Write the records below as a two-column CSV with the header instruction,coordinates and one row per record. Put the record's text in the first column and its answer in the second, each as a single quoted field with line breaks replaced by spaces.

**AVAILABLE DATA**
........
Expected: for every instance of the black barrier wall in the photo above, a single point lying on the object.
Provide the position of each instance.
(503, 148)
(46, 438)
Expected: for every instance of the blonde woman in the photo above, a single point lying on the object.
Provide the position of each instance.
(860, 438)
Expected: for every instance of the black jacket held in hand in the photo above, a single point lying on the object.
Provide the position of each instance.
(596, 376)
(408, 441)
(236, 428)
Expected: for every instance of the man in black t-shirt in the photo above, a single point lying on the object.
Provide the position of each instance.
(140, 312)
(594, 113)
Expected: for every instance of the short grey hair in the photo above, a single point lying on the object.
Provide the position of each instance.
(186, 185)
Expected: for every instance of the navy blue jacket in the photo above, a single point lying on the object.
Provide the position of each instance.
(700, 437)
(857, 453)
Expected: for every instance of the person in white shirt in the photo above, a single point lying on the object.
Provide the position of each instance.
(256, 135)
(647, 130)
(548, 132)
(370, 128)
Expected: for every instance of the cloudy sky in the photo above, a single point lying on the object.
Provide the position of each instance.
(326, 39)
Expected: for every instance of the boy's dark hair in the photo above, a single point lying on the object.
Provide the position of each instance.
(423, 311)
........
**TASK SOLUTION**
instruction,coordinates
"Expected: for every instance of the black barrier wall in the photo above, a single point lying on the object. Provide the position of each instance.","(503, 148) (46, 438)"
"Expected: for every instance of the blonde woman in the photo above, a single point lying on the object. Provide the position of each instance.","(860, 438)"
"Expected: for every instance of the black jacket held in hand in the photo above, a single point lying on the object. Provide the position of each instance.","(596, 376) (408, 441) (236, 428)"
"Expected: for every instance of the man in black t-shirt in the photo above, a single point lying on the object. Provide the position of each instance.","(140, 312) (594, 113)"
"Expected: for every instance of the short grey hair in the photo above, a single point lying on the object. Provide the position of each instance.","(186, 185)"
"Expected: for every instance of the navy blue jacket in the photo above, a single point lying on the object. Provide the position of each instance.","(700, 437) (857, 453)"
"Expected: for every instance of the person in white shirt in the photo above, a single point lying on the object. Provide the position of each instance.","(256, 135) (647, 130) (548, 132) (370, 128)"
"Expected: for every instance of the cloudy sky in the photo above, a single point lying on the object. Provide the position of each instance.","(326, 39)"
"Expected: for every instance of the boy's dark hair in the photo above, a single point lying on the object. Provide the position of each instance.","(423, 311)"